> [PAGE EXCERPT]:
=== Begin Enclosure ===

Roots in March

Tapestri – Tell Me World

Tapestri is a Welsh Folk/Americana band fronted by Lowri Evans and Sarah Zyborska and this is their debut. Both played the the Welsh Pavilion stage at the 2019 Festival Interceltique de Lorient (Lorient Celtic Festival) in France, met and decided to form a female fronted band showcasing their own brand of folk, roots and Americana. Despite pandemic and living at opposite ends of Wales, they released singles, and finally performed at the 2022 Cambridge Folk Festival.

=== End Enclosure ===

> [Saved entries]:
=== Begin Enclosure ===

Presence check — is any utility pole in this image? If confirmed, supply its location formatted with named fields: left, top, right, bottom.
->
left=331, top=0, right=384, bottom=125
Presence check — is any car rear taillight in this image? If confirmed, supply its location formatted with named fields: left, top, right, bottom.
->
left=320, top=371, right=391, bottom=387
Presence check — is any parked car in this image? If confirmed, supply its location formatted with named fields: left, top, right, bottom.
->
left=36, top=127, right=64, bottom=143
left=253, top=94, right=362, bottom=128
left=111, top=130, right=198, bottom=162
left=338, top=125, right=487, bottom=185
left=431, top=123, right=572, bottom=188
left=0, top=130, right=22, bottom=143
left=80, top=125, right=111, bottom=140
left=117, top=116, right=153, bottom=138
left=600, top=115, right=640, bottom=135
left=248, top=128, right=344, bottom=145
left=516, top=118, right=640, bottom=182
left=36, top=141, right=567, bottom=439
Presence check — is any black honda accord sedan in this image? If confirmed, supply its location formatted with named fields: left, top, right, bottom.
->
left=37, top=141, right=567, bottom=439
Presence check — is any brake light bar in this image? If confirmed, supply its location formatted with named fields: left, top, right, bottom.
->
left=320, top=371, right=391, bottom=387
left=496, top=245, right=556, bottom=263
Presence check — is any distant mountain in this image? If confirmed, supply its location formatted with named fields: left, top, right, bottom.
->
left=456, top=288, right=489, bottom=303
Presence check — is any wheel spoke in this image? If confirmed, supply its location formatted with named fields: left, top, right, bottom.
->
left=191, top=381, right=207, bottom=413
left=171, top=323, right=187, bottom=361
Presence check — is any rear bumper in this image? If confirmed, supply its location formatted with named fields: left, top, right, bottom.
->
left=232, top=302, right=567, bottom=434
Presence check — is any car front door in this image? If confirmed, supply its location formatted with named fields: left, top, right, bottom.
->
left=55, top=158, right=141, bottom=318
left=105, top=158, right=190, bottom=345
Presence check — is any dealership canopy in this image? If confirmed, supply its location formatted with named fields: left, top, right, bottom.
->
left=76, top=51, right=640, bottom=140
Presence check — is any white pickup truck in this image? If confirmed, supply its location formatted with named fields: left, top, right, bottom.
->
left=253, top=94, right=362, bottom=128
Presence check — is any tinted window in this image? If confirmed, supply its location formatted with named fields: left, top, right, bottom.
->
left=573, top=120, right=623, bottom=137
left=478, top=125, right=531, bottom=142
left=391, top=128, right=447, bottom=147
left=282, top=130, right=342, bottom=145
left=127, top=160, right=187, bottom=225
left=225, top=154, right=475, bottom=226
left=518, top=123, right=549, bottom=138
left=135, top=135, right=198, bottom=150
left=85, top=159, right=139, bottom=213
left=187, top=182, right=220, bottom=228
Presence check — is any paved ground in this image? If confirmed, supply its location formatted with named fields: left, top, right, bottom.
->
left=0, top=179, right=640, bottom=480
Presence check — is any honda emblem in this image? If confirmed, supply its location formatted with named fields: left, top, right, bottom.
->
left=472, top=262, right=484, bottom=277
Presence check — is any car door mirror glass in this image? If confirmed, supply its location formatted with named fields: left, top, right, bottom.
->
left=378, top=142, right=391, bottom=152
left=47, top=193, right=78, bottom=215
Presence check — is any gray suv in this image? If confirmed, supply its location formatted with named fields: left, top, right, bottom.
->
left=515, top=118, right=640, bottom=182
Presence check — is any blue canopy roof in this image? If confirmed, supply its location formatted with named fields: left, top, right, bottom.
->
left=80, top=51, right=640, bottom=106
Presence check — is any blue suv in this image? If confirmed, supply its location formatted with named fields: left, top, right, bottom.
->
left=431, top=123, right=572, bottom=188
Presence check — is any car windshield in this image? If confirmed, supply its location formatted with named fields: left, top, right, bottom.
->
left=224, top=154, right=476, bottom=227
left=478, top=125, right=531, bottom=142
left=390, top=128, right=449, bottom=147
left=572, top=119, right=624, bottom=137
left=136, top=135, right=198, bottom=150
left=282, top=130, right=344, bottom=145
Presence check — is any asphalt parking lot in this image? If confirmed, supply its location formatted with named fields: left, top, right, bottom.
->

=== End Enclosure ===

> [PROMPT]: Reproduce the entire Tapestri review text above word for word, from its heading to its final sentence.

> [TASK OUTPUT]:
Roots in March

Tapestri – Tell Me World

Tapestri is a Welsh Folk/Americana band fronted by Lowri Evans and Sarah Zyborska and this is their debut. Both played the the Welsh Pavilion stage at the 2019 Festival Interceltique de Lorient (Lorient Celtic Festival) in France, met and decided to form a female fronted band showcasing their own brand of folk, roots and Americana. Despite pandemic and living at opposite ends of Wales, they released singles, and finally performed at the 2022 Cambridge Folk Festival.